Answer these questions about the snapping turtle thread, one line each:
(a) Who caught a snapper crossing the yard in town?
(b) What animals does the first post say were seen the next morning after the frogs were gone?
(c) What does greendohn say to feed the turtles before butchering them?
━━━━━ DOCUMENT TEXT ━━━━━
# Snapper everywhere and having a problem with them!



## ancy (Jul 19, 2012)

Turtles have took over our new land timber pond and what to do? There isn't a fish to speak of in the pond and I think the turtles are to blame. Question is how many do I need to trap out of there before it is safe to restock? Seen one that would be classified as a dinosaur, it was so big and old. Most of the ones we caught are turning into soup, I guess!!

Before I even got started trapping them out of the pond the wife caught this one crossing our yard in town!





You got to love a redhead holding a snapper!!

After the first day, I think there is 5 in that very large Brute can!





One more that night.





Well went down the next weekend and sent the kids to the pond to catch some bait for turtling (frogs) and none left? Well the next morning I'm guessing I seen the super frog eats, a pair of otters, WTF they will clean a pond out faster then the snappers! Well found some bait and ended up with two more, but with seeing 5-6 more swimming around, really WTF never going to get any fish in that pond!






View attachment 245527
View attachment 245528
View attachment 245529
View attachment 245530


----------



## greendohn (Jul 19, 2012)

Keep 'em in fresh clean water for a week or two, feed 'em hot dogs and Old Roy dog food every couple/few days before you butcher 'em. That will make the meat taste better...

I don't know how to keep them out of your pond. Contact you'r local friendly Constipation officer, one of those guys might have a clue. Of course around here the DNR is more like a para-military combat soldier for the state/federal government and would much rather break your balls for poaching!!


----------



## nstueve (Jul 19, 2012)

I'd get the 22 out and start shootin...
How to get rid of snaping turtles in farm pond


----------



## c5rulz (Jul 19, 2012)
━━━━━ SOURCE MATERIAL ━━━━━
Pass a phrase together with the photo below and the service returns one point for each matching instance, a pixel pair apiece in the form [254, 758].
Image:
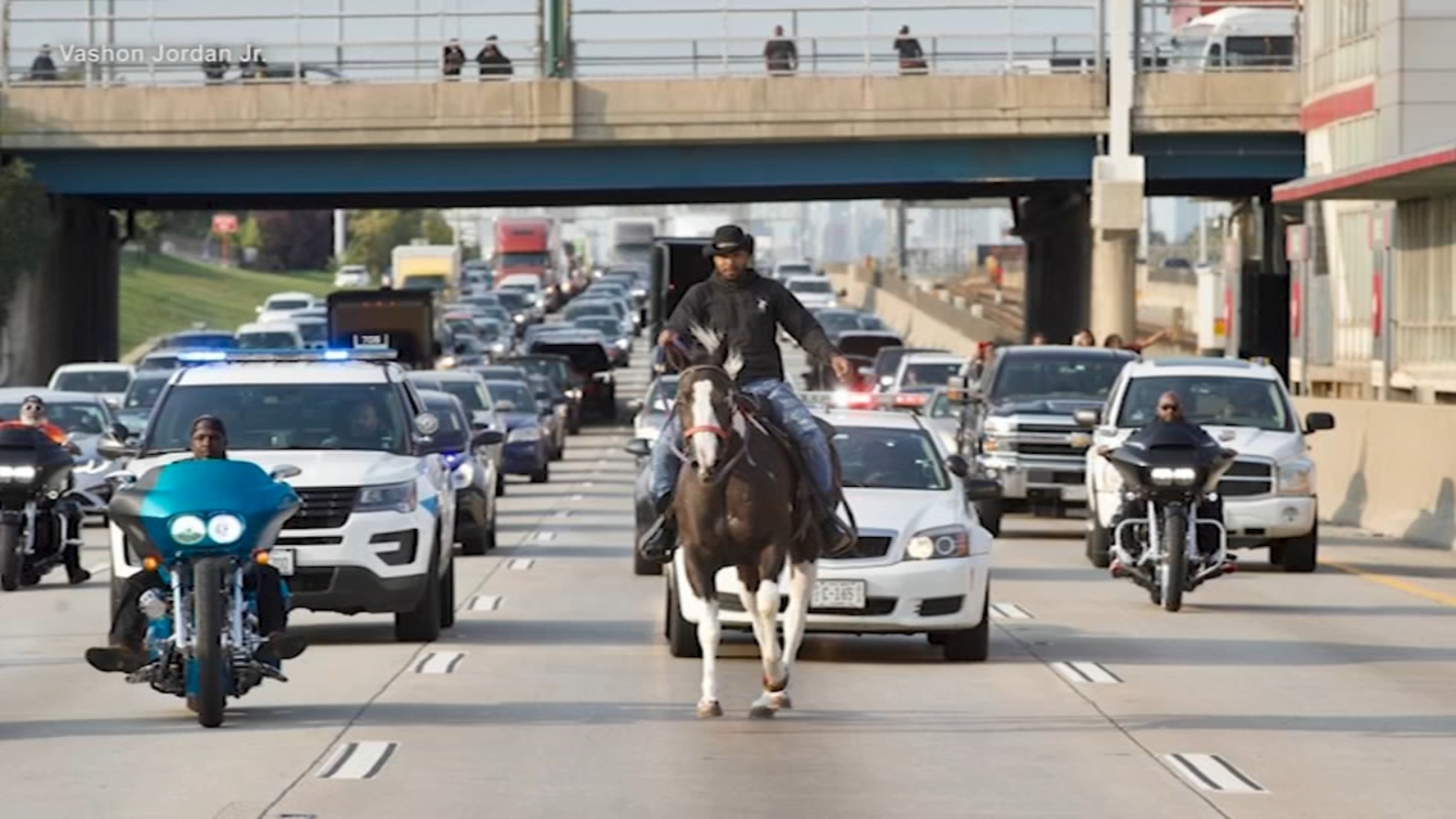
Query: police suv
[376, 528]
━━━━━
# TASK ANSWER
(a) The wife.
(b) A pair of otters.
(c) Hot dogs and Old Roy dog food.